- _Exercise objective_
Repeat the data below exactly, dropping any pictures it holds.

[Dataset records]
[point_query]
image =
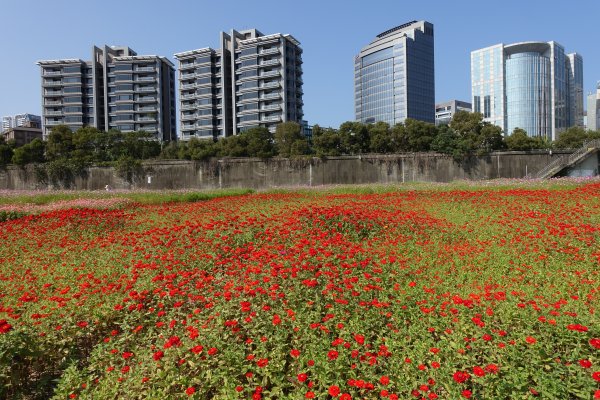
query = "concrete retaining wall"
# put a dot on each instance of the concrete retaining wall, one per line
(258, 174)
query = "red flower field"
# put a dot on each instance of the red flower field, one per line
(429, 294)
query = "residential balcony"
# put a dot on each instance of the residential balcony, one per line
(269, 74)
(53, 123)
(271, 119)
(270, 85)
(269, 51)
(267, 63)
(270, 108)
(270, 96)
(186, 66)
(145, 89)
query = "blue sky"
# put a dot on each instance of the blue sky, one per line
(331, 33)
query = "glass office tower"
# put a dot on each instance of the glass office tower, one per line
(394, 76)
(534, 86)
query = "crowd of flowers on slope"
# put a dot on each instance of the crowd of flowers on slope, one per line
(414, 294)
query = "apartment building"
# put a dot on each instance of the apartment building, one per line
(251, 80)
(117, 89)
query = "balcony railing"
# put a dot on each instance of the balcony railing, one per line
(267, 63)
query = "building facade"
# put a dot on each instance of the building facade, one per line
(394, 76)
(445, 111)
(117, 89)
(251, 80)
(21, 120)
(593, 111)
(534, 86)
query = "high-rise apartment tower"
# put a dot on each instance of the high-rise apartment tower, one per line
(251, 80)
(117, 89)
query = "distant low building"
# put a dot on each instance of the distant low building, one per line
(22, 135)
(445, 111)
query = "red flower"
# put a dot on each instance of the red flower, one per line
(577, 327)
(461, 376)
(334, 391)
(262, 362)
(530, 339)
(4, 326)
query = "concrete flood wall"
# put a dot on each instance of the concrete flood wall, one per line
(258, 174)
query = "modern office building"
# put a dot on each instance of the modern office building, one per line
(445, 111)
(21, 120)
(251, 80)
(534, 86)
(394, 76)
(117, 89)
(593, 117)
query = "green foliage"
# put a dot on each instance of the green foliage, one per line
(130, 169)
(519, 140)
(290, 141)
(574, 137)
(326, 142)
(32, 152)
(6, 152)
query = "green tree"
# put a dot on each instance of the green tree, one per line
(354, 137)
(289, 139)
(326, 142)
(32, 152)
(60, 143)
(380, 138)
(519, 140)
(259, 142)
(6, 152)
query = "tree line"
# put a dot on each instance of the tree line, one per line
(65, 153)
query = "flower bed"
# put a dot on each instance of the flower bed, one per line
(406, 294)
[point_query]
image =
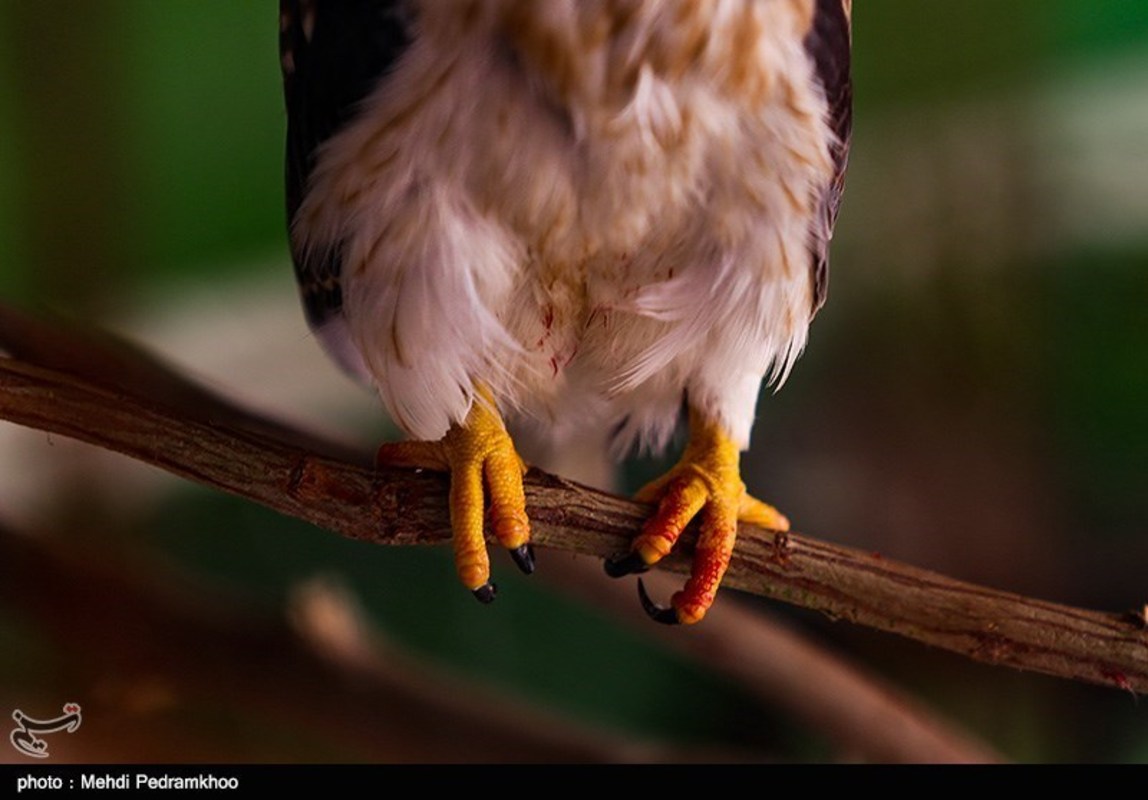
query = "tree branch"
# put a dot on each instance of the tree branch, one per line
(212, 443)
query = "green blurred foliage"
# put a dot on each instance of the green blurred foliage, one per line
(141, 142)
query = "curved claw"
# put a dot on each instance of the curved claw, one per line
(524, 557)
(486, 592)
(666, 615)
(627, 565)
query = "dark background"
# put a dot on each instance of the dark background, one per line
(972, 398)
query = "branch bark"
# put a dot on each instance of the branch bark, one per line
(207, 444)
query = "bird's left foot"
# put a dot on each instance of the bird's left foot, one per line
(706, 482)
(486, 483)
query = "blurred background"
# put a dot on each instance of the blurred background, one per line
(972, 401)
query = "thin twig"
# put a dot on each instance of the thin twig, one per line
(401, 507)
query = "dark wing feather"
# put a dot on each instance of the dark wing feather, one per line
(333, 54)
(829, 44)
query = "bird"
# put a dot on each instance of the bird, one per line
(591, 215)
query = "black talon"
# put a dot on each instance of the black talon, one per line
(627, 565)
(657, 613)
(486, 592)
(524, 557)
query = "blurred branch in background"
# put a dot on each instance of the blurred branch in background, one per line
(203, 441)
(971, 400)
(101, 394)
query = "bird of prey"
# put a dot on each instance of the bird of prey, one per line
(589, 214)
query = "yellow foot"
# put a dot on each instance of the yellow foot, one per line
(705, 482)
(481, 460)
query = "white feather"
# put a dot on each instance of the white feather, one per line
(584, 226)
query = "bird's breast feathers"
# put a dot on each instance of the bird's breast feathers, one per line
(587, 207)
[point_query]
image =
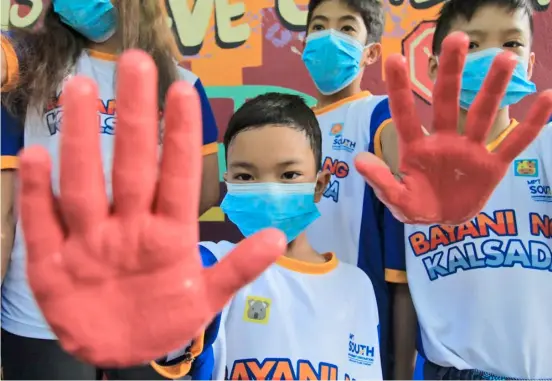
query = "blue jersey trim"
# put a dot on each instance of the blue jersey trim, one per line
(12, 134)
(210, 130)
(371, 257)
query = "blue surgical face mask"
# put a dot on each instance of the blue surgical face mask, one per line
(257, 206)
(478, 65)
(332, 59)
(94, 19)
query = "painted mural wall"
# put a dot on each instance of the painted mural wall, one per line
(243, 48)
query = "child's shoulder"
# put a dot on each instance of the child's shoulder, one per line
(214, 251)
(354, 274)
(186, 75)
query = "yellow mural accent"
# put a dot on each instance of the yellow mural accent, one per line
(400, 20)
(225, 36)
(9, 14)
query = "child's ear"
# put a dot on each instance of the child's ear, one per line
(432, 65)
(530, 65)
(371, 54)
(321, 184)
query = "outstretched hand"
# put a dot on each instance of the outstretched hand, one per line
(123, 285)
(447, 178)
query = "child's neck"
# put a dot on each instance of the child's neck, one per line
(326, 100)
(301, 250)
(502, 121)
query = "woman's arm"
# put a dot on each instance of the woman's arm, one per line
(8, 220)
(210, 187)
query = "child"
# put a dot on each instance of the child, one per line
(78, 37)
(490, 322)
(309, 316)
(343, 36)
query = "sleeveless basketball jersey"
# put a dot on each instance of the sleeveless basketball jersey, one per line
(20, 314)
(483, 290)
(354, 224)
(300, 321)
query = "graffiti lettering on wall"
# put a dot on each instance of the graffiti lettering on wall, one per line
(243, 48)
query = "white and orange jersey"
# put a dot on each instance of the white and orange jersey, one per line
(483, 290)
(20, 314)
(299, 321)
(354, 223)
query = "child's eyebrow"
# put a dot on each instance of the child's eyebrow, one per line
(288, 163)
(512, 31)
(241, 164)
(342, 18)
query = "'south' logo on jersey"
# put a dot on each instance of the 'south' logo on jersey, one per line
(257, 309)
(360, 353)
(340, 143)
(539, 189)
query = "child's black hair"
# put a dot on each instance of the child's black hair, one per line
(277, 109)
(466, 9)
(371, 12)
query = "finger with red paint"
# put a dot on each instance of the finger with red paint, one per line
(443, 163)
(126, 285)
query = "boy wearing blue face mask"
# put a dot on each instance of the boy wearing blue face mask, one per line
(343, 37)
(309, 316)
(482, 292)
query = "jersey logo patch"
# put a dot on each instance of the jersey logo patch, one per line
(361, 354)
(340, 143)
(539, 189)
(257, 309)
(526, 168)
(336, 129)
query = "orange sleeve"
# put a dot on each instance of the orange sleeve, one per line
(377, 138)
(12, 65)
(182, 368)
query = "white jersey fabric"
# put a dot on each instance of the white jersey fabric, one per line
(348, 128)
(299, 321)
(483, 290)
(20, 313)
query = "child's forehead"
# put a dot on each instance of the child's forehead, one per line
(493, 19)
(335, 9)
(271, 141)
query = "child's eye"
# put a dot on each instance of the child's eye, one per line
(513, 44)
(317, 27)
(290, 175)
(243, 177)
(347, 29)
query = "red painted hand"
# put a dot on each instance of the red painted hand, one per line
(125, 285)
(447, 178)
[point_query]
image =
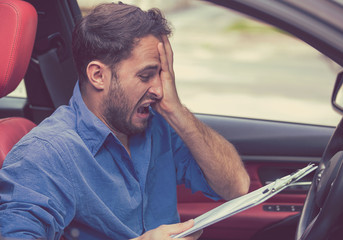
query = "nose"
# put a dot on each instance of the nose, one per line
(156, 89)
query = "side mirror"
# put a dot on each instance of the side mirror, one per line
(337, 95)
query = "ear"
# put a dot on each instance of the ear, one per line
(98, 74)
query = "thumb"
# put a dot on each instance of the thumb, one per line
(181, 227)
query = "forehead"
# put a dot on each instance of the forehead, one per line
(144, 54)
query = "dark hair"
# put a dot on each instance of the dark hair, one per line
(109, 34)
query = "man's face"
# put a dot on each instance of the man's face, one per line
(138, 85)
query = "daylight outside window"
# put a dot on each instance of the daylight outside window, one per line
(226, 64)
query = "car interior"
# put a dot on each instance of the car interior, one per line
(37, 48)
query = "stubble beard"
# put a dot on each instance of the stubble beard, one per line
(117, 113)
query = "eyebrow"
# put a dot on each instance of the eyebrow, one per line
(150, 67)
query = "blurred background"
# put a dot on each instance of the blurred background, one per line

- _Exercise solution_
[point_query]
image =
query = "concrete retaining wall"
# put a dot on each instance of the concrete retaining wall, one per line
(258, 174)
query = "red flower field"
# put a dot on each instance of the red flower field, one per line
(429, 294)
query = "residential balcony"
# put a dot on each instance of the residential balcony, one per line
(269, 74)
(53, 123)
(271, 119)
(270, 85)
(269, 51)
(267, 63)
(270, 108)
(270, 96)
(186, 66)
(145, 89)
query = "blue sky"
# put a dot on each instance of the blue sky, one per line
(331, 33)
query = "glass office tower"
# put a dot on each instance of the glass office tower, one per line
(394, 76)
(534, 86)
query = "crowd of flowers on slope"
# put a dot on each instance of the crowd of flowers on slope, one per line
(414, 294)
query = "apartment building"
# put a dot on each instance of the apartment building, one per line
(251, 80)
(117, 89)
query = "balcony railing"
# put a dot on each instance of the balcony railing, one per line
(267, 63)
query = "building facade"
# put a dot on each instance of the building facade, one per line
(394, 76)
(445, 111)
(117, 89)
(251, 80)
(21, 120)
(593, 111)
(534, 86)
query = "high-rise apartment tower"
# put a dot on each instance of the high-rise apartment tower, one per line
(251, 80)
(117, 89)
query = "distant low building"
# put a dot on each instance of the distant low building, one per line
(22, 135)
(445, 111)
query = "red flower"
# put a dot on each instance of the red flower, one per line
(577, 327)
(461, 376)
(334, 391)
(262, 362)
(530, 339)
(4, 326)
query = "concrete flood wall"
# put a dot on each instance of the concrete flood wall, one per line
(258, 174)
query = "modern office building"
# put a dot on each instance of the modern office building, one per line
(445, 111)
(21, 120)
(251, 80)
(534, 86)
(394, 76)
(117, 89)
(593, 117)
query = "green foliage"
# put a dot on each instance of the green foliage, one per line
(130, 169)
(519, 140)
(290, 141)
(574, 137)
(326, 142)
(32, 152)
(6, 152)
query = "green tree"
# put a dot on each instance of the green tree, one per line
(354, 137)
(289, 139)
(326, 142)
(32, 152)
(60, 143)
(380, 138)
(519, 140)
(259, 142)
(6, 152)
query = "tree line"
# put a dot on each instance of the tree line, one per line
(65, 153)
query = "flower bed"
# put a dot on each instance of the flower bed, one per line
(406, 294)
[point_query]
image =
query = "tree branch"
# put a dot on each instance of the tree branch, one per line
(212, 443)
query = "green blurred foliage"
# put a dot on each instance of the green blurred foliage, one per line
(141, 142)
query = "curved claw"
# put a dot on each instance of the curved claw, one per line
(524, 557)
(486, 592)
(666, 615)
(627, 565)
query = "dark background"
# put a dot on each instance of the dark background, one per line
(972, 398)
query = "branch bark"
# put a dot on each instance of the branch bark, one per line
(207, 444)
query = "bird's left foot"
# put a dot on each instance of the bird's left foot, one per line
(706, 482)
(486, 483)
query = "blurred background"
# put a dot on each instance of the blurred background, one per line
(972, 401)
query = "thin twig"
# put a dot on each instance of the thin twig, one per line
(401, 507)
query = "dark wing feather"
# put a dot on each instance of the dark wing feather, one per line
(333, 54)
(829, 44)
query = "bird"
# put a dot on each instance of the bird, one per line
(591, 215)
query = "black talon"
# put a dot on each instance of the black talon, one per line
(627, 565)
(657, 613)
(486, 592)
(524, 557)
query = "blurred branch in background"
# put a dot on each instance of the blurred branch in background, one per line
(203, 441)
(971, 400)
(101, 394)
query = "bird of prey"
# put a dot on each instance of the bird of prey, one per line
(589, 214)
query = "yellow foot"
# put a dot on each instance of the yellow foot, one per line
(705, 482)
(481, 460)
query = "white feather"
# put a dot on each instance of the white feather, one per line
(584, 226)
query = "bird's breast feathers"
# put a dot on each instance of the bird's breast feathers, one per line
(587, 207)
[point_query]
image =
query = "blue jersey trim"
# put a dot on each instance of the blue jersey trim, one per line
(12, 134)
(210, 130)
(371, 257)
query = "blue surgical face mask"
# put a dot on each instance of the blue surgical face mask, one per line
(257, 206)
(478, 65)
(332, 59)
(94, 19)
query = "painted mural wall"
# put a dot on each instance of the painted mural wall, one per line
(243, 48)
query = "child's shoulder"
# put a dot on each instance of the child's shoulder, one per line
(214, 251)
(354, 274)
(186, 75)
query = "yellow mural accent"
# put a dot on each instance of the yellow mural accent, one per line
(400, 20)
(225, 36)
(9, 14)
query = "child's ear"
# put a dot on each instance of the child's ear, one per line
(432, 65)
(530, 65)
(371, 54)
(321, 184)
query = "outstretched hand"
# put a dot on each instance of the outstretched hand, one per line
(123, 285)
(447, 178)
query = "child's neck"
# put a dot on each instance of the child's neck, one per line
(326, 100)
(301, 250)
(502, 121)
query = "woman's arm"
# put a dot on each instance of the woman's arm, one per line
(8, 220)
(210, 187)
query = "child"
# put a dot on each instance of the child, one per line
(78, 37)
(490, 322)
(309, 316)
(343, 36)
query = "sleeveless basketball jersey"
# put a dot on each instance of the sleeveless basketball jersey, one per line
(20, 314)
(483, 290)
(354, 224)
(300, 321)
query = "graffiti lettering on wall"
# put a dot on each instance of the graffiti lettering on wall, one per line
(243, 48)
query = "white and orange jersey"
# put a dot on each instance of the white and orange jersey, one per line
(483, 290)
(20, 314)
(299, 321)
(354, 223)
query = "child's eyebrow"
# put a dot on each instance of the child's eyebrow, one per line
(288, 163)
(512, 31)
(241, 164)
(342, 18)
query = "'south' logo on jersey"
# put a dot on each instance of the 'south' logo on jersey, one per line
(257, 309)
(360, 353)
(340, 143)
(539, 189)
query = "child's black hair"
# put a dot on each instance of the child's black hair, one per line
(277, 109)
(466, 9)
(371, 12)
query = "finger with red paint"
# put a dot on each instance of the finger with red paint, one per line
(443, 163)
(126, 285)
query = "boy wearing blue face mask"
# put a dot on each instance of the boy wearing blue face mask, one per line
(343, 37)
(309, 316)
(482, 292)
query = "jersey logo patch"
# put a dot on each instance of the jersey logo patch, one per line
(361, 354)
(340, 143)
(539, 189)
(257, 309)
(526, 168)
(336, 129)
query = "orange sleeve"
# put a dot on each instance of the orange sleeve, one per line
(377, 138)
(12, 65)
(182, 368)
query = "white jersey fabric"
# put a dot on each instance of the white jersey fabric, one per line
(348, 128)
(299, 321)
(483, 290)
(20, 313)
query = "child's forehead"
# put a dot on each instance of the child's forehead, one per line
(493, 19)
(335, 9)
(271, 141)
query = "child's eye"
# put a dot on each instance of the child's eye, one per line
(513, 44)
(317, 27)
(290, 175)
(243, 177)
(347, 29)
query = "red painted hand"
# put a dot on each instance of the red painted hand, one per line
(125, 285)
(447, 178)
[point_query]
image =
query = "nose"
# put a dot on each instance of the nose, one per line
(156, 89)
query = "side mirror"
# put a dot on each instance of the side mirror, one per line
(337, 95)
query = "ear"
# put a dot on each instance of the ear, one per line
(98, 74)
query = "thumb"
# put a dot on each instance of the thumb, one per line
(181, 227)
query = "forehead"
# put a dot on each instance of the forehead, one per line
(144, 54)
query = "dark hair"
# put a dot on each instance of the dark hair, one per line
(109, 34)
query = "man's face"
# put a dot on each instance of the man's face, one per line
(138, 85)
query = "daylight outside window"
# put a dot on each instance of the daylight outside window, one per line
(226, 64)
query = "car interior"
# put a dot on each instance of the car interior, one per line
(37, 48)
query = "stubble beard"
# put a dot on each instance of the stubble beard, one per line
(117, 113)
query = "eyebrow"
# put a dot on each instance of the eyebrow, one per line
(150, 67)
query = "blurred background"
# put a dot on each instance of the blurred background, one per line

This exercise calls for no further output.